MATERIAL FOR THE TASK:

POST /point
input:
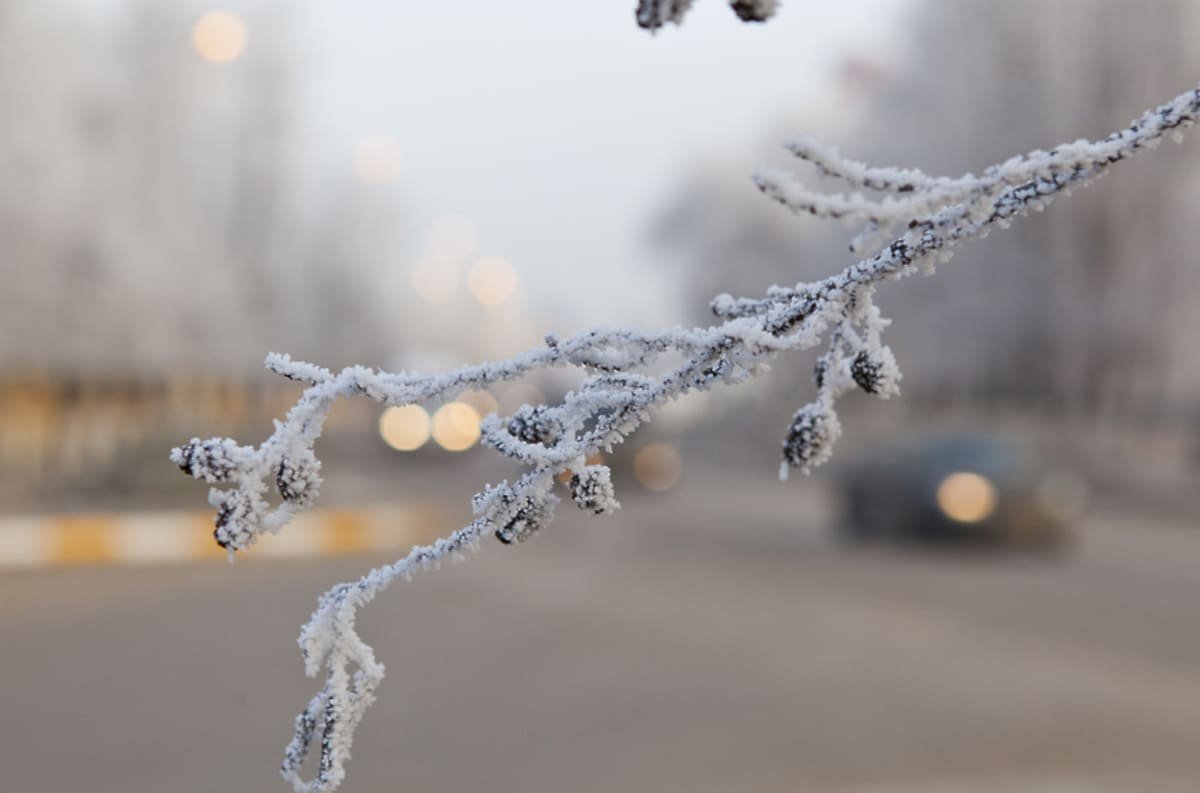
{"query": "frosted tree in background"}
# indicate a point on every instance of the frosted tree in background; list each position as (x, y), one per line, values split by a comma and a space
(910, 222)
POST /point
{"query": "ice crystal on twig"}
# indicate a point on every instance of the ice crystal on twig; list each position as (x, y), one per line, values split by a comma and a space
(929, 218)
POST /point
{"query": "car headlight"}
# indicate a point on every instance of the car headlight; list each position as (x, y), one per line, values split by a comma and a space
(966, 497)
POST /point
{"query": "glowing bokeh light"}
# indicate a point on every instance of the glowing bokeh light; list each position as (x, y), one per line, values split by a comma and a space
(436, 280)
(658, 467)
(220, 37)
(405, 428)
(453, 236)
(492, 281)
(456, 426)
(377, 160)
(966, 497)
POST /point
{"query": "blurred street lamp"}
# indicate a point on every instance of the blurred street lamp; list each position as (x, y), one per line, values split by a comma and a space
(456, 426)
(220, 37)
(405, 428)
(377, 160)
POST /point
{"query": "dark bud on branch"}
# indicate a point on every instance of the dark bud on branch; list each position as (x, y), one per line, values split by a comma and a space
(754, 10)
(214, 460)
(593, 492)
(527, 520)
(809, 442)
(876, 372)
(533, 425)
(298, 479)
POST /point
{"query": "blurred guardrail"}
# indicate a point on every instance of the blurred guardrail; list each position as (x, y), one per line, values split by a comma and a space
(167, 536)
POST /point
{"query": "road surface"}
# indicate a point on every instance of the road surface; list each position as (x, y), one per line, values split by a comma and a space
(707, 640)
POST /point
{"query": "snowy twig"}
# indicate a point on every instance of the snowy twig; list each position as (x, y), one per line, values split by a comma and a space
(936, 216)
(653, 14)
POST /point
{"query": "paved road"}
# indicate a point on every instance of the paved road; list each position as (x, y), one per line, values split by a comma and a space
(682, 646)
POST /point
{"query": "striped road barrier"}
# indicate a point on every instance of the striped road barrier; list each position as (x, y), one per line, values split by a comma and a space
(163, 536)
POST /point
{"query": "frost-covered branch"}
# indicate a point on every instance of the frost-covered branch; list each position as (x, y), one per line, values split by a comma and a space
(930, 218)
(653, 14)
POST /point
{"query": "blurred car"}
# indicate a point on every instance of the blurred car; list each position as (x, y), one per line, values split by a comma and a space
(958, 490)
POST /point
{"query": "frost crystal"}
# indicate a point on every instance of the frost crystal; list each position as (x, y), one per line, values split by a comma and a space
(917, 221)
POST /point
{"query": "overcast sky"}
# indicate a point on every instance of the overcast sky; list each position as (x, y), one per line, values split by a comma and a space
(558, 128)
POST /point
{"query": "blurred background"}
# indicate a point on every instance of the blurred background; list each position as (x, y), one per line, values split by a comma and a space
(190, 186)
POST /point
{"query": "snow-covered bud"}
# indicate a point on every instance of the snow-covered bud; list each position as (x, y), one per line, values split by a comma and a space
(809, 443)
(593, 492)
(534, 514)
(754, 10)
(876, 372)
(235, 520)
(653, 14)
(298, 479)
(821, 370)
(534, 425)
(215, 460)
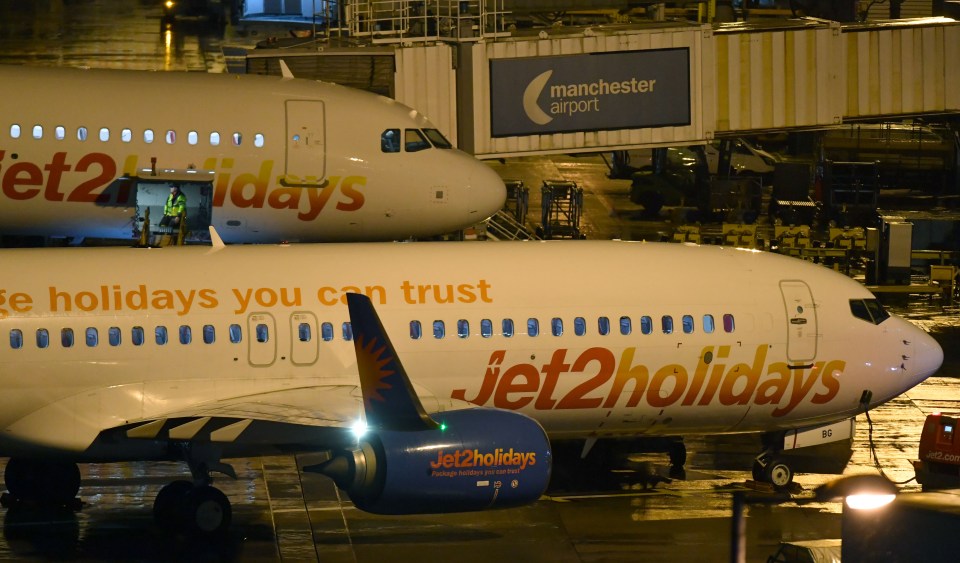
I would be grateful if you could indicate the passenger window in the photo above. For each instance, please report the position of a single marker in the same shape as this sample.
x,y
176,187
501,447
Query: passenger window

PROBLEM DESCRIPTION: Make an exact copy of all entries above, dropping the images.

THE COMPLETED TASK:
POST /point
input:
{"query": "frosted tree in background"}
# indicate a point on every instance of the frosted tree in background; list each position as (x, y), one per line, values split by a comma and a space
(910, 222)
POST /point
{"query": "ice crystal on twig"}
# indicate a point on every instance of the ice crystal on twig; list each position as (x, y), one per line, values split by a comma and a space
(929, 218)
POST /point
{"query": "car headlight"}
# indicate a point on every instance of the car headlight; list each position as (x, y), one per line, values split by a comma and a space
(966, 497)
POST /point
{"query": "glowing bokeh light"}
# indicate a point on every instance of the glowing bokeh light; list each position as (x, y), one per line, values split by a comma and a space
(436, 280)
(658, 467)
(220, 37)
(405, 428)
(453, 236)
(492, 281)
(456, 426)
(377, 160)
(966, 497)
POST /point
{"query": "blurred street lamp"}
# indicate a point on every instance of the blurred street lamp; list each position as (x, y), one per line, values split by a comma and a space
(456, 426)
(220, 37)
(405, 428)
(377, 160)
POST /point
{"query": "dark bud on branch"}
# indicate a point on every instance of the dark bud on branch; list each position as (x, y), one per line, values split by a comma and a space
(754, 10)
(214, 460)
(593, 492)
(527, 520)
(809, 442)
(876, 372)
(533, 425)
(298, 479)
POST /point
{"query": "blurred guardrail"}
# indicate a point on every instance of the blurred guardrail; list each position as (x, y), one per line, values split by a comma and a space
(167, 536)
POST /point
{"query": "road surface"}
# indicate a point on every instance of the road surface; list each position as (x, y), one per line, values split by a comma and a space
(707, 640)
POST /point
{"query": "snowy twig"}
# indicate a point on every instance of the snowy twig; list each position as (x, y), one per line, values split by a comma and a space
(936, 216)
(653, 14)
POST /point
{"query": "paved road"}
# indicate a point on every instance of the paved road; list each position as (x, y), one per line, values split by a comma and a space
(682, 646)
POST /point
{"query": "striped road barrier"}
# indicate a point on every instance of the striped road barrier; list each position as (x, y), one per line, values split by a comma and a space
(163, 536)
POST /point
{"query": "frost-covered branch"}
# indicate a point on every instance of the frost-covered branch; list each position as (x, y), one per line, values split by a comma and a space
(930, 218)
(653, 14)
POST /point
{"query": "blurred car"}
# indicate a point on every instance of the blurred car; list each position as (x, y), one per line, values split by a comma and a space
(958, 490)
POST /point
{"query": "frost crystal"}
# indicate a point on every instance of the frost crystal; list each position as (x, y), one per line, values split by a comma and a space
(917, 221)
POST /point
{"query": "overcast sky"}
# indicate a point on every instance of the overcast sky; list each position as (x, y), one per line, values split by a comma and a space
(558, 128)
POST /point
{"query": "blurred background"}
# indicate a point on every instance of the blurred background; list each position as (x, y), one per line, values split by a comma and a space
(190, 186)
POST /point
{"query": "snow-covered bud"}
# indicate a point on every instance of the snow-covered bud; list each position as (x, y), one per line, values split by a comma and a space
(809, 443)
(593, 492)
(534, 514)
(754, 10)
(876, 372)
(235, 520)
(653, 14)
(298, 479)
(821, 370)
(534, 425)
(215, 460)
I would be grateful if you could indicate the passenger window in the photo above. For each instance, please report the position of a single marker in the same shape as this sample.
x,y
176,187
501,447
Query: passenger window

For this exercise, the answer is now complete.